[Dataset rows]
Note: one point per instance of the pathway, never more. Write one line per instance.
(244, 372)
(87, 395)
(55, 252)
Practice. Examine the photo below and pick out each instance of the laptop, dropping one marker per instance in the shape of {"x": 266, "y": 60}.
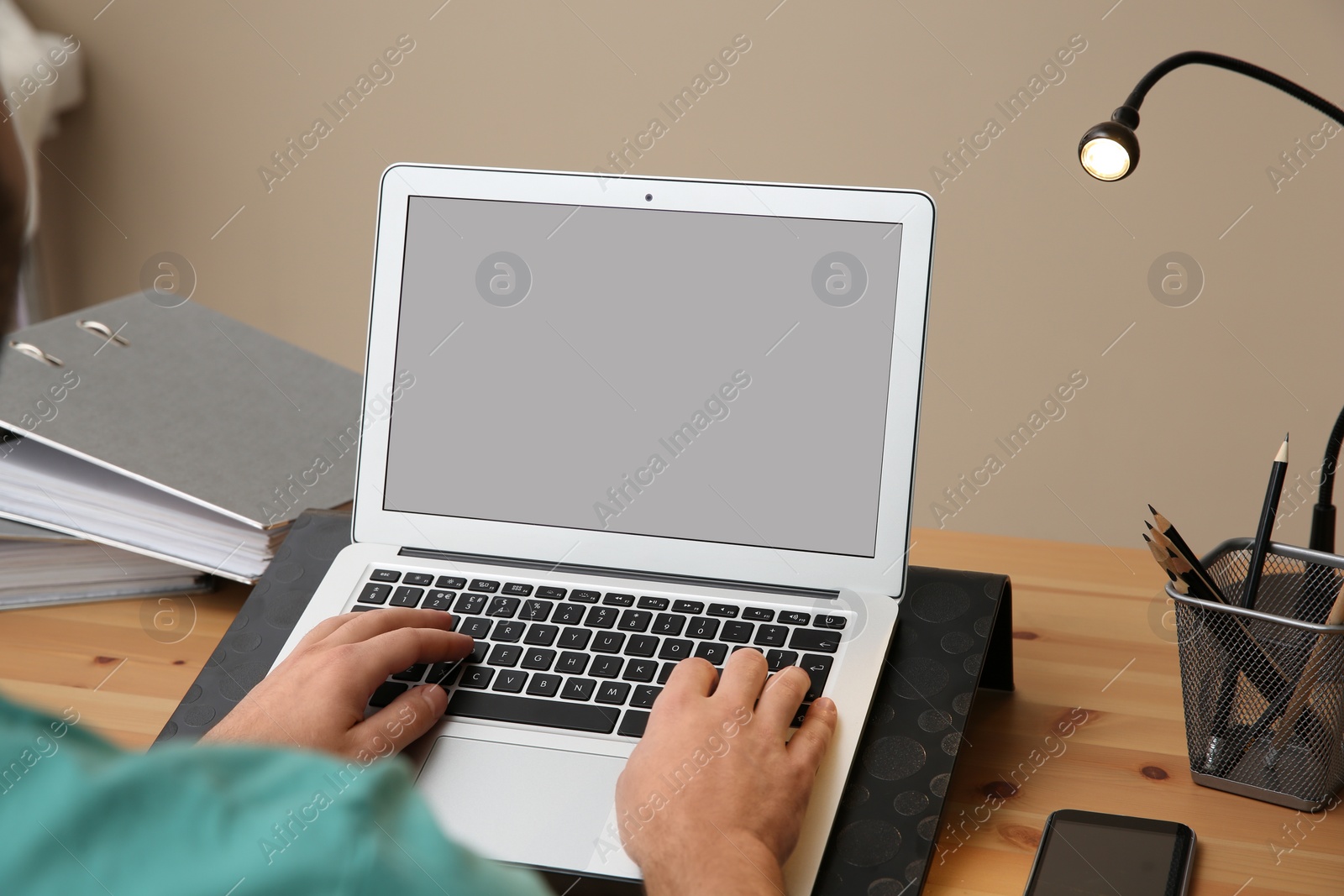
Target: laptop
{"x": 615, "y": 422}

* [GIVEN EXERCISE]: Express the entries above as a two-column CSV with the header instruction,points and one row per entry. Put each entry's text and its answer each in its own quoted field, with line breaks turned into spaces, and leave the pictures out.

* [ANSWER FOR THE TASK]:
instruction,points
"Note: one point per instance of the pathway, never more. Write one line per instance.","(244, 372) (87, 395) (55, 252)"
"Practice. Examine the photo below and pick out each instance of the laptop, dropping one marker per instance in the shape of {""x"": 266, ""y"": 60}. Target: laptop","{""x"": 615, ""y"": 422}"